▸ INSTRUCTIONS TO FOLLOW:
Among the lines below, return each one that contains the word "container".
•••
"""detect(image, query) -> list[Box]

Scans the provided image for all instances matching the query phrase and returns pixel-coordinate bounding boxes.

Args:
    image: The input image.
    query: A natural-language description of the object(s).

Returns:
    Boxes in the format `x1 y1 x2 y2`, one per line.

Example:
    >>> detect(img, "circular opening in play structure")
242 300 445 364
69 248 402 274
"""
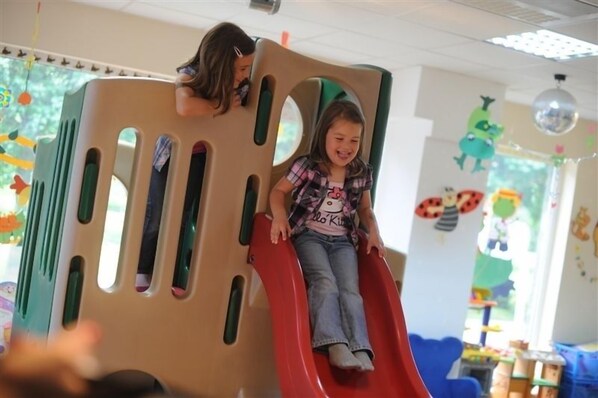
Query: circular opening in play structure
273 96 302 166
97 369 168 396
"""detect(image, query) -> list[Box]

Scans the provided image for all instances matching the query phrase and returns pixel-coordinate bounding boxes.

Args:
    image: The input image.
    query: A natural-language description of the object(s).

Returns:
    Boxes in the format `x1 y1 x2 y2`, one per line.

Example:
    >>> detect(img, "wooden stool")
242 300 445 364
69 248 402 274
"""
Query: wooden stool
508 376 530 398
492 349 565 398
491 358 531 398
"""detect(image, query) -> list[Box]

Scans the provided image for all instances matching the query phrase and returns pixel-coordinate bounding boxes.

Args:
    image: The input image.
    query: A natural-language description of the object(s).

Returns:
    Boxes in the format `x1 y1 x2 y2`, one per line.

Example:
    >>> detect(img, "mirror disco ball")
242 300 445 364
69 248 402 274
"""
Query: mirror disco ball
532 88 579 136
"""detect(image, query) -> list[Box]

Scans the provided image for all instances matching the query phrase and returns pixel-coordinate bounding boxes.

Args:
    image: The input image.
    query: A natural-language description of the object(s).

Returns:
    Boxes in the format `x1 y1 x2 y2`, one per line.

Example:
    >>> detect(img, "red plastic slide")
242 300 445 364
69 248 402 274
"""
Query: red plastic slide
249 213 430 397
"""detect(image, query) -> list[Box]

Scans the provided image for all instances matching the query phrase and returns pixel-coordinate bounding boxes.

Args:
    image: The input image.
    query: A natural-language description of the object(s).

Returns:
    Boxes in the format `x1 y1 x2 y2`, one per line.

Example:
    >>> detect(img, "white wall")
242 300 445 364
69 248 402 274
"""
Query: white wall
1 1 204 77
375 115 432 253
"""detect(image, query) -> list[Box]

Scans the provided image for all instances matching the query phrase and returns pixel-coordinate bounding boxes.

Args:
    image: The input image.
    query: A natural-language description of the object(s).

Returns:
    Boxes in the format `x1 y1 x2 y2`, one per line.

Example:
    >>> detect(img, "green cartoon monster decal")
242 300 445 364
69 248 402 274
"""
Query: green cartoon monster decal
454 96 504 173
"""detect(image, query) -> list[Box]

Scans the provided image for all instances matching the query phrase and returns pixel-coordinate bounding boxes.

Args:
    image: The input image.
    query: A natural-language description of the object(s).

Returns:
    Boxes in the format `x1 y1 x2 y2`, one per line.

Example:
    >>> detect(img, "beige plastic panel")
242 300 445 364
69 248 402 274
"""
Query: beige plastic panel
268 78 321 211
47 38 386 396
385 248 407 296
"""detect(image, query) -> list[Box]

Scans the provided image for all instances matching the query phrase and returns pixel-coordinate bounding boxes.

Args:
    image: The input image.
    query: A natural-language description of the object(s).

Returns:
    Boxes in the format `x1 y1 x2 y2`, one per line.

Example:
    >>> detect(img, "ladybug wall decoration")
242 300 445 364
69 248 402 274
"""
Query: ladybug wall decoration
415 187 484 232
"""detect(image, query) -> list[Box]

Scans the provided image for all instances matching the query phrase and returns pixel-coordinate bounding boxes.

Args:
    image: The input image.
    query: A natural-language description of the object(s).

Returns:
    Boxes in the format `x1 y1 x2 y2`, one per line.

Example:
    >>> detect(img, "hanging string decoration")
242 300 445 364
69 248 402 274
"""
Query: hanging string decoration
548 168 561 209
507 141 597 166
18 2 41 106
551 144 566 167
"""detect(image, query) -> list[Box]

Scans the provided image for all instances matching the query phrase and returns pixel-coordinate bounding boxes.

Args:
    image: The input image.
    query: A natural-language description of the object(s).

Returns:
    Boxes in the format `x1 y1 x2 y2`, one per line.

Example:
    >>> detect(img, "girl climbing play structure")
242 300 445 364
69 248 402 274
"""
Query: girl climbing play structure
12 38 430 397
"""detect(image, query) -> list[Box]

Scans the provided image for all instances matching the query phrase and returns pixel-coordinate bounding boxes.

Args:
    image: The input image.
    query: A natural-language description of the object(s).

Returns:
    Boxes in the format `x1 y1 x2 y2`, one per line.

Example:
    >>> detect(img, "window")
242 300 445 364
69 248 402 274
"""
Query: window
464 151 559 349
0 55 97 353
273 96 303 166
0 56 96 263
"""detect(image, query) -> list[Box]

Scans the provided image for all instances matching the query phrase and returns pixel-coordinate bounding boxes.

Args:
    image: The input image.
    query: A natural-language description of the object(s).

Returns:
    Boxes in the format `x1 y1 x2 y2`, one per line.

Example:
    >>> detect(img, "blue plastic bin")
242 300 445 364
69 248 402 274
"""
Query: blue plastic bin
555 343 598 382
558 376 598 398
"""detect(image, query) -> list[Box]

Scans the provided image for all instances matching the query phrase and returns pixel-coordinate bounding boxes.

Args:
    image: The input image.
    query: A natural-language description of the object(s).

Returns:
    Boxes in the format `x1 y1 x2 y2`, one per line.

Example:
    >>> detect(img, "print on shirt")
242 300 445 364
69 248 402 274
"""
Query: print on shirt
312 185 346 228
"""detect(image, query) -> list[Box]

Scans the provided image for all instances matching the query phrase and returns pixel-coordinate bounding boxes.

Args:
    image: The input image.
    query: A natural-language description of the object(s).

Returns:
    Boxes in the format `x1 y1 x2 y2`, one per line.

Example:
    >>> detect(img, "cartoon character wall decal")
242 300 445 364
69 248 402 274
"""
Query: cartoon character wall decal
574 245 597 283
9 174 31 207
0 84 12 109
486 189 521 252
473 250 514 299
454 96 504 173
0 129 36 170
571 207 591 241
472 189 523 300
0 212 25 245
0 131 34 243
415 187 484 232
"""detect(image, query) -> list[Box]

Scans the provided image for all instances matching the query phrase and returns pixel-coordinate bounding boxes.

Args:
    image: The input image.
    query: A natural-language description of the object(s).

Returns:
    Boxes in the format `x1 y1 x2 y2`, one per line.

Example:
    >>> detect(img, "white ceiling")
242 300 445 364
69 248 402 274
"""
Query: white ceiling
72 0 598 120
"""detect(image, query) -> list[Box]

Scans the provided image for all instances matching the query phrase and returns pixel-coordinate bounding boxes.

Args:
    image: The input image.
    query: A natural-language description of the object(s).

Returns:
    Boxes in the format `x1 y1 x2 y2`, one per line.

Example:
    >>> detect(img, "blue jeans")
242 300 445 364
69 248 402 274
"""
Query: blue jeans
293 229 373 357
138 153 206 275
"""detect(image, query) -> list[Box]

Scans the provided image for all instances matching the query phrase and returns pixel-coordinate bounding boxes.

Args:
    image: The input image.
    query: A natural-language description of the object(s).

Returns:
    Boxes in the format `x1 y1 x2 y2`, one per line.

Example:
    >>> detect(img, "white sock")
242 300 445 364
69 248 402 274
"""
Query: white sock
354 351 374 372
328 344 362 370
136 273 151 287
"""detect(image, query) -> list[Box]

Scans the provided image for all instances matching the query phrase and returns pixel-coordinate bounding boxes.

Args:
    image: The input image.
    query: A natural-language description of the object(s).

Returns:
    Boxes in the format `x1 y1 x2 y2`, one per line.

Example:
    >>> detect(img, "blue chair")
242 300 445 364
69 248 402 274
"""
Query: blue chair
408 334 482 398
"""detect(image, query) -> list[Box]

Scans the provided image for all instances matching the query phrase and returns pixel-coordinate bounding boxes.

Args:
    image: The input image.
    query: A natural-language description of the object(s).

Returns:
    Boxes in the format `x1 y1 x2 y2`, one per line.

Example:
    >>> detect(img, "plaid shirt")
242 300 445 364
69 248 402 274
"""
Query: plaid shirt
153 65 202 171
286 155 373 247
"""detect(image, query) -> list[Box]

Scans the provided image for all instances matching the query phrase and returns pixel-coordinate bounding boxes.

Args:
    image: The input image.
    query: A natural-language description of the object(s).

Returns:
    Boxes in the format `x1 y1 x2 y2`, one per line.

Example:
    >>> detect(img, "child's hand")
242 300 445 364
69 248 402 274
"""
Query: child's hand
232 92 243 108
366 232 386 258
233 80 249 108
270 217 291 244
0 320 102 398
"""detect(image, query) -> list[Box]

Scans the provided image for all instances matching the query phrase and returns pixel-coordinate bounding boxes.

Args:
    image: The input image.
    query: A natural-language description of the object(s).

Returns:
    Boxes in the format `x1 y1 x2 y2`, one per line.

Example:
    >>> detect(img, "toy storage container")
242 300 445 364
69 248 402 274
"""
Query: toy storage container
•••
▸ WRITTEN SOLUTION:
    >>> detect(img, "toy storage container")
Query: toy storage container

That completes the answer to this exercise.